Requirement:
Rewrite every entry below with each occurrence of "positive clicks" replaced by "foreground clicks", leaving everything else unchanged. Omit the pictures from your output.

==== Information shown ====

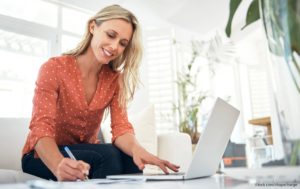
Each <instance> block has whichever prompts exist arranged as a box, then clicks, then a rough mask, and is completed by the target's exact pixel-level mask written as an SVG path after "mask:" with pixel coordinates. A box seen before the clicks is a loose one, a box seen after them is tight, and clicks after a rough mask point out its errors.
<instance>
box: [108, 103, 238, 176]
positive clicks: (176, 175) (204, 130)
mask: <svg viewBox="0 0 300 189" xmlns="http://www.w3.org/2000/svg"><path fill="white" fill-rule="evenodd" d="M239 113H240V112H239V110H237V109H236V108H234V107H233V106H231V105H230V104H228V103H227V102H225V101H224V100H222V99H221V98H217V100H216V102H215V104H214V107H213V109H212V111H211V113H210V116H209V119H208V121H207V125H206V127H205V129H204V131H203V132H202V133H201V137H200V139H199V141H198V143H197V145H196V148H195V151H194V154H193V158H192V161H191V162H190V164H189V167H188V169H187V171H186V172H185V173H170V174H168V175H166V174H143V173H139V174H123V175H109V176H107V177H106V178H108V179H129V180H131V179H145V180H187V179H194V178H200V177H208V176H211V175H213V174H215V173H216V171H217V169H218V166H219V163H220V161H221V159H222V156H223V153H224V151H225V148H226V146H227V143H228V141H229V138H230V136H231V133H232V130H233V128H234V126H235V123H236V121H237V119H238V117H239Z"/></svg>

====

Result of this task:
Each <instance> block has whichever prompts exist arranged as a box, then clicks, then a rough mask, and is completed by the target's exact pixel-level mask written as an SVG path after "mask:" with pixel coordinates. A box seen before the clicks is a loose one, a box seen after them is tight, and clicks after a rough mask point out its errors.
<instance>
box: [108, 103, 238, 176]
foreground clicks: (176, 175) (204, 130)
mask: <svg viewBox="0 0 300 189" xmlns="http://www.w3.org/2000/svg"><path fill="white" fill-rule="evenodd" d="M239 113H240V112H239V110H237V109H236V108H234V107H233V106H231V105H230V104H228V103H227V102H225V101H224V100H222V99H221V98H217V100H216V102H215V104H214V107H213V109H212V111H211V113H210V116H209V119H208V121H207V125H206V127H205V129H204V131H203V132H202V133H201V137H200V139H199V141H198V143H197V145H196V148H195V151H194V154H193V158H192V161H191V162H190V164H189V167H188V169H187V171H186V172H185V173H170V174H168V175H166V174H143V173H139V174H123V175H109V176H107V177H106V178H108V179H129V180H131V179H145V180H187V179H194V178H200V177H208V176H211V175H213V174H215V173H216V171H217V169H218V166H219V163H220V161H221V159H222V156H223V153H224V151H225V148H226V146H227V143H228V141H229V138H230V136H231V133H232V130H233V128H234V126H235V123H236V121H237V119H238V117H239Z"/></svg>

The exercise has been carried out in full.